Ces jeux d'enfant sont lointains, mais leurs résultats sont en nous. La force qui résulte de la réponse que nous leur avons fabriquée. La faiblesse, aussi, car cette fragilité nous remet sans fin entre nos propres mains. Je veux vous raconter que le "traversé par la vie" m'est revenue aussi, l'autre jour, comme je recevais des Editions Odile Jacob le guide de Pascale This.
Pascale est l'épouse d'Hervé, un camarade scientifique et gastronome dont j'ai déjà vanté la tendre et brillante folie ici, et sur lequel je reviendrai, dès qu'une envie de salé/sucré me reprendra. Pascale c'est différent. Endocrinologue, gynécologue, elle a participé à la mise sur pied en milieu hospitalier d'un "centre de la femme". Je vais restreindre mes éloges, car vous n'y croiriez pas, tant cette femme a consacré sa vie à son labeur et à son exigence d'être utile. Son bouquin : "Le guide de la femme de 40 ans" annonce ce qu'il va explorer : "les bons choix, les traitements". Mais en le feuilletant (Le Guide de la Femme après 40 ans. Dr Pascale This. Odile Jacob. 27e.), avec ma maladie de tout explorer, savez-vous ce que j'ai pris en ma pleine figure de mâle quadra ?
Un "traversé par la vie". Oui : la fragilité muette avec laquelle les femmes traversent les années.
On ici et là parlé des ces histoire d'hormones, d'effets secondaires des traitements de substitution. "Comment lire cette phrase parue dans un quotidien : "le risque de cancer du sein augmente de 30 % sous traitement hormonal de la ménopause", ? Faut-il en conclure qu'il passe de 12 % (moyenne nationale) à 30 % , ou pire encore, à 42 %", demande Pascale. A quoi servent des chiffres incompréhensibles ou trompeurs ?
Je me suis soudain souvenu que j'avais, il y a quelques années, passé des jours dans un service de cancérologie. J'étais ressorti de là pantois. Tant de courage, mais aussi de si épais et maladroits silences. J'ai vu de jeunes médecins trembler bien davantage que l'ombre féminine à laquelle ils portaient la mauvaise nouvelle sans regarder les yeux. Esquiver les question avec toute la mauvaise foi de la panoplie technique et médicale, puis tourner les talons.

★ ★ ★ ★ ★

Ce que vous ferez:
1. D'après l'extrait sur le guide de Pascale This, qu'a-t-elle contribué à mettre sur pied en milieu hospitalier ?
2. En une à trois phrases, expliquez pourquoi l'auteur de l'extrait sur le guide de Pascale This choisit de restreindre ses éloges à son sujet.
3. Donnez, s'il vous plaît, la suite de l'extrait sur le guide de Pascale This, à partir de sa dernière phrase.

★ ★ ★ ★ ★

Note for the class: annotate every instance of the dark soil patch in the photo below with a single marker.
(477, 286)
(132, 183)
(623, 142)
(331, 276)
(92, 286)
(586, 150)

★ ★ ★ ★ ★

Corrigé de l'exercice:
1. Un « centre de la femme ».

2. Il les restreint parce que les lecteurs n'y croiraient pas, tant Pascale This a consacré sa vie à son labeur et à son exigence d'être utile.

3.
Ce qui m'a frappé, dans ce livre, c'est que Pascale prend les deux voies/voix : celle de la femme qui interroge, et celle (le médecin) qui tente de répondre, en science et conscience. Sans nier le danger ni se protéger. Une femme qui parle aux femmes. Pourquoi n'est cela pas la norme ? Peur de se répandre ? Peur de montrer sa propre fragilité ? Peur de soi ?
Ce que je voulais ajouter, en un autre boomerang, c'est cette autre petite anecdote vécue : "jeune" journaliste on m'a un jour commandé une enquète sur la médecine de l'andropause. Et me voici, blouse blanche et stetoscope dans la poche, camouflé en stagiaire, dans la consultation d'un grand ponte de "zizilogie", bronzé, sourire impec, obscène gourmette en or au poignet.
En regardant ces messieurs inquiets des signes de leur impuissance, paniqués de ce que cette mollesse disait de leur âge, et qui venaient là se faire implanter tuteurs, systèmes de gonflage ou petits robinets, j'ai senti, là encore, combien on refoulait le "laisser traverser par la vie".
Lui non plus, docteur zizi, ne rassurait personne. Il ne les entendait même plus, à force de se protéger, qui disaient, entre leurs mots : "dites, docteur c'est déjà la fin ? Si je ne puis plus faire du bien aux femmes, c'est que je suis sur la grande pente ?" Non. Rien. Lorsqu'il les sentait trop inquiets, il leur faisait une piqûre dans la verge, et les envoyait distiller leur raideur devant un film cochon, dans la petite salle aménagée à cet effet.
Au nom de toute ces prétextes de pudeur, on finit seuls. "Entre les murs". Traversons les.